### [Exercise]
Swap each occurrence of "Target" for "Object" throughout the data below. Leave everything else as it is.

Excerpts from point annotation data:
________________________________________

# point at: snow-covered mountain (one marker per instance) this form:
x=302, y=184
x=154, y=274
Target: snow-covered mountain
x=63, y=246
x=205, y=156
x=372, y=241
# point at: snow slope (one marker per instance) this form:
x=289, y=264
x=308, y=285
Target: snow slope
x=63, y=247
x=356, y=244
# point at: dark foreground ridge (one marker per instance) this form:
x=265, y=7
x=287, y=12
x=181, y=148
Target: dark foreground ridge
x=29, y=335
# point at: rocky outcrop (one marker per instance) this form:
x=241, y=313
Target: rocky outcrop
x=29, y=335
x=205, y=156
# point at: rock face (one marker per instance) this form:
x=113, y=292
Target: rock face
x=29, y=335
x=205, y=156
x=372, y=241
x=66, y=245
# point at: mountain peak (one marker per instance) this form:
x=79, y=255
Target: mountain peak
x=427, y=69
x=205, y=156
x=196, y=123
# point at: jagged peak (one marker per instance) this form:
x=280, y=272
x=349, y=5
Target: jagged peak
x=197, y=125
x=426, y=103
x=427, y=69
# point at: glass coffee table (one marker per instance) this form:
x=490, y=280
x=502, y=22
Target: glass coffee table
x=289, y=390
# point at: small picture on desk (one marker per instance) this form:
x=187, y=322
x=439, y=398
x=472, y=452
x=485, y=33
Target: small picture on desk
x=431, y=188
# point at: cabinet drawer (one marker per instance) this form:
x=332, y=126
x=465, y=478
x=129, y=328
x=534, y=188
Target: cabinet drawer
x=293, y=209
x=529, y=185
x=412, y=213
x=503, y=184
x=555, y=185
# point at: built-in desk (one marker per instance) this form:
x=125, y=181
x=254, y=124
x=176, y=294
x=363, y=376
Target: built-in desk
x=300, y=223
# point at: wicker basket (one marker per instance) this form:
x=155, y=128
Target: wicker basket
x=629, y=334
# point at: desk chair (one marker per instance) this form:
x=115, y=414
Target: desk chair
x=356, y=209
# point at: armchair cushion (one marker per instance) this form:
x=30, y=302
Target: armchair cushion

________________________________________

### [Response for this exercise]
# point at: snow-covered mountain (one marker per instance) this form:
x=302, y=184
x=154, y=274
Object: snow-covered mountain
x=63, y=246
x=205, y=156
x=372, y=241
# point at: snow slope (one marker per instance) this form:
x=289, y=264
x=308, y=285
Object: snow slope
x=63, y=247
x=356, y=244
# point at: dark foreground ridge (one marker per instance) this form:
x=265, y=7
x=287, y=12
x=181, y=148
Object: dark foreground ridge
x=29, y=335
# point at: rocky outcrop (one marker per instance) this form:
x=241, y=313
Object: rocky outcrop
x=29, y=335
x=205, y=156
# point at: rock face (one marker per instance) this form:
x=113, y=292
Object: rock face
x=29, y=335
x=205, y=156
x=372, y=241
x=66, y=245
# point at: mountain peak (one marker per instance) this form:
x=79, y=255
Object: mountain peak
x=427, y=69
x=205, y=156
x=196, y=123
# point at: jagged peak (one marker per instance) this form:
x=280, y=272
x=349, y=5
Object: jagged peak
x=197, y=125
x=426, y=103
x=427, y=69
# point at: glass coffee table (one marker per instance) this form:
x=490, y=280
x=502, y=22
Object: glass coffee table
x=289, y=390
# point at: small picture on desk (one marker per instance) this form:
x=187, y=322
x=439, y=398
x=472, y=452
x=485, y=33
Object: small picture on desk
x=431, y=188
# point at: cabinet drawer (one marker per instance) this form:
x=332, y=126
x=465, y=478
x=129, y=328
x=534, y=188
Object: cabinet drawer
x=293, y=209
x=529, y=185
x=412, y=213
x=503, y=184
x=555, y=185
# point at: built-in desk (one marker per instance) this form:
x=125, y=181
x=254, y=124
x=176, y=294
x=363, y=376
Object: built-in desk
x=300, y=223
# point at: wicker basket (one marker per instance) this form:
x=155, y=128
Object: wicker basket
x=629, y=334
# point at: desk chair (one marker per instance) this form:
x=115, y=414
Object: desk chair
x=356, y=209
# point at: armchair cushion (one marker per instance) this form:
x=30, y=302
Object: armchair cushion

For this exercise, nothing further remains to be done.